::: Selected passage :::

Bringing Pakistan’s ailing economy back on track is a gigantic task that will keep its civilian and military leadership on their toes.

The thrust of the efforts being made remains largely on economic diplomacy. Prime Minister Shahbaz Sharif’s government is struggling to convince foreign public and private investors to invest in Pakistan’s beleaguered but resilient economy, which is expected to grow by as much as three per cent even under the current challenging circumstances.

The establishment of the army-backed Special Investment Facilitation Council (SIFC) maintains that the government means business this time and is very seriously pursuing its one-point agenda of attracting foreign investment — be it through selling its stake in the multi-billion dollars gold mining projects like Reko Diq in the restive Balochistan province or a routine foreign direct investment.

The government has also sought bids from international investors to sell Pakistan International Airlines (PIA).

:::

# Set of tasks
1/ Using the passage on Pakistan's economy, answer these:
(a) By how much is the economy expected to grow under the current circumstances?
(b) Which army-backed council is named?
(c) Which company has the government sought international bids to sell?
2/ Output the passage on Pakistan's economy word for word from "The thrust of" to "International Airlines (PIA).".

::: Information supplied :::

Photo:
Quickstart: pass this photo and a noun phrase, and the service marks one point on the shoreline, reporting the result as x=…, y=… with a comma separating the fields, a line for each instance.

:::

# The solutions
1/
(a) As much as three per cent.
(b) The Special Investment Facilitation Council (SIFC).
(c) Pakistan International Airlines (PIA).

2/
The thrust of the efforts being made remains largely on economic diplomacy. Prime Minister Shahbaz Sharif’s government is struggling to convince foreign public and private investors to invest in Pakistan’s beleaguered but resilient economy, which is expected to grow by as much as three per cent even under the current challenging circumstances.

The establishment of the army-backed Special Investment Facilitation Council (SIFC) maintains that the government means business this time and is very seriously pursuing its one-point agenda of attracting foreign investment — be it through selling its stake in the multi-billion dollars gold mining projects like Reko Diq in the restive Balochistan province or a routine foreign direct investment.

The government has also sought bids from international investors to sell Pakistan International Airlines (PIA).